What you will do:
Could the listing below be reproduced exactly, minus its pictures?

Segment Start: Data shown

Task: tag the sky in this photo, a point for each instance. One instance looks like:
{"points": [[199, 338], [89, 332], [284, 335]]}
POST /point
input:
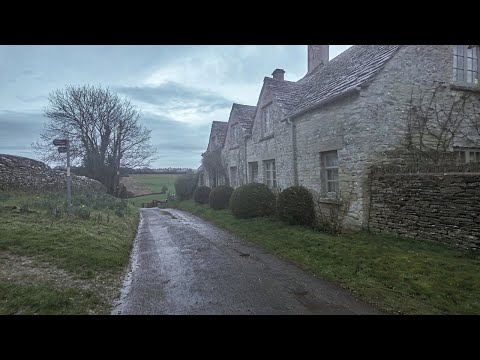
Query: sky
{"points": [[179, 89]]}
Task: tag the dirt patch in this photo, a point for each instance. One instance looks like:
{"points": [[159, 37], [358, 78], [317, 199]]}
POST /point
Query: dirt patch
{"points": [[134, 186], [26, 270]]}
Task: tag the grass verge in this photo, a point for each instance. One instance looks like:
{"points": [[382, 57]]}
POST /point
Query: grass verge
{"points": [[53, 264], [399, 276]]}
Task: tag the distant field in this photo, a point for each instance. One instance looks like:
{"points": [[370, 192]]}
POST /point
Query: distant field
{"points": [[153, 183]]}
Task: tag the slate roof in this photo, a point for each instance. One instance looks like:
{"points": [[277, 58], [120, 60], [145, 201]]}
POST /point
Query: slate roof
{"points": [[348, 70], [287, 93], [219, 129], [245, 114]]}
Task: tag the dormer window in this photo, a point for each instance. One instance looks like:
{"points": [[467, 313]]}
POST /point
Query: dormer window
{"points": [[235, 134], [465, 63], [267, 120]]}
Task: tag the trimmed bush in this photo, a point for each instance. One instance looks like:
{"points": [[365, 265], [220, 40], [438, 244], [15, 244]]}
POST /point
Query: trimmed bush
{"points": [[201, 194], [252, 200], [220, 197], [185, 185], [295, 206]]}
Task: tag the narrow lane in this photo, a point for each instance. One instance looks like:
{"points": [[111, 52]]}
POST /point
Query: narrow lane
{"points": [[184, 265]]}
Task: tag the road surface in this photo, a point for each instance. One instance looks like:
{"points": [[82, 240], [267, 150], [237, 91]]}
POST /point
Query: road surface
{"points": [[183, 265]]}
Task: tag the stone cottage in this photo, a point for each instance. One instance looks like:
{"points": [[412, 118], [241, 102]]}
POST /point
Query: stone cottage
{"points": [[327, 129]]}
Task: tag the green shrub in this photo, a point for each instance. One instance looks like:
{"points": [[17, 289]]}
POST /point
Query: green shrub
{"points": [[201, 194], [185, 185], [220, 197], [82, 212], [252, 200], [295, 206]]}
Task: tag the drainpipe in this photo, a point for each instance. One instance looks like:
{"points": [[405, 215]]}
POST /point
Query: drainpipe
{"points": [[294, 155]]}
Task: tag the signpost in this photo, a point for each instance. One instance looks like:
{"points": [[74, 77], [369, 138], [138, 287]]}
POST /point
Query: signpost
{"points": [[64, 147]]}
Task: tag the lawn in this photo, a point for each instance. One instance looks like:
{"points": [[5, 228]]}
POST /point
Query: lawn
{"points": [[399, 276], [53, 264]]}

Segment End: Data shown

Answer to the exercise:
Task: tag the sky in this photo, a point for each instance. One instance looks like:
{"points": [[199, 338], [89, 332], [284, 335]]}
POST /point
input:
Query: sky
{"points": [[179, 89]]}
Task: tag the dirt patch in this photo, a point for each instance. One instance looks like:
{"points": [[159, 37], [358, 78], [317, 199]]}
POST /point
Query: dirt patch
{"points": [[134, 186], [26, 270]]}
Task: tag the grass verge in this photo, a point for each instance. One instance looks like:
{"points": [[382, 57]]}
POST /point
Query: grass verge
{"points": [[53, 264], [399, 276]]}
Task: tag the distant field in this photo, a point for each instance. One instance looks like:
{"points": [[370, 192]]}
POST /point
Query: distant field
{"points": [[153, 183]]}
Task: tag the slate roof in this photo, a point for each instance. One instance looks like:
{"points": [[277, 58], [120, 60], [145, 201]]}
POST /point
Query: slate roof
{"points": [[348, 70], [287, 93], [219, 129], [245, 114]]}
Task: tag the dormer window in this photo, a point for each instance. One instance looks like:
{"points": [[467, 313]]}
POST /point
Query: dormer window
{"points": [[235, 134], [465, 63], [267, 120]]}
Task: tag the trimmed bush in this photo, a point for each instance. One instance looks like:
{"points": [[365, 265], [220, 40], [438, 244], [15, 244]]}
POST /point
Query: trimmed bush
{"points": [[201, 194], [252, 200], [220, 197], [185, 185], [295, 206]]}
Task: tag the narrow lane in this photo, a point for each instance. One instance looks like:
{"points": [[111, 52]]}
POST /point
Query: narrow lane
{"points": [[184, 265]]}
Task: tag the road surface in this photo, a point for each instance. One instance looks like:
{"points": [[82, 240], [267, 150], [237, 91]]}
POST /point
Query: road surface
{"points": [[183, 265]]}
Task: tag the stone cottage in this photo, a point for each instance. One instance looks like:
{"points": [[412, 118], [241, 102]]}
POST /point
Query: stone cottage
{"points": [[327, 129]]}
Task: tag the green shrub in this photo, a point for each instance. One instance looks like:
{"points": [[17, 289]]}
POST /point
Query: green shrub
{"points": [[201, 194], [185, 185], [220, 197], [82, 212], [252, 200], [295, 206]]}
Task: tag the drainpipe in this photo, a point for each instance. One instance looks like:
{"points": [[405, 215]]}
POST /point
Query: drainpipe
{"points": [[294, 155]]}
Task: tag the signpost in this photo, a point for each instance. One instance looks like:
{"points": [[74, 77], [369, 138], [138, 287]]}
POST /point
Query: signpost
{"points": [[64, 147]]}
Task: tag the lawn in this photo, a point for each instance. One instance looks like:
{"points": [[5, 228]]}
POST /point
Query: lawn
{"points": [[399, 276], [53, 264]]}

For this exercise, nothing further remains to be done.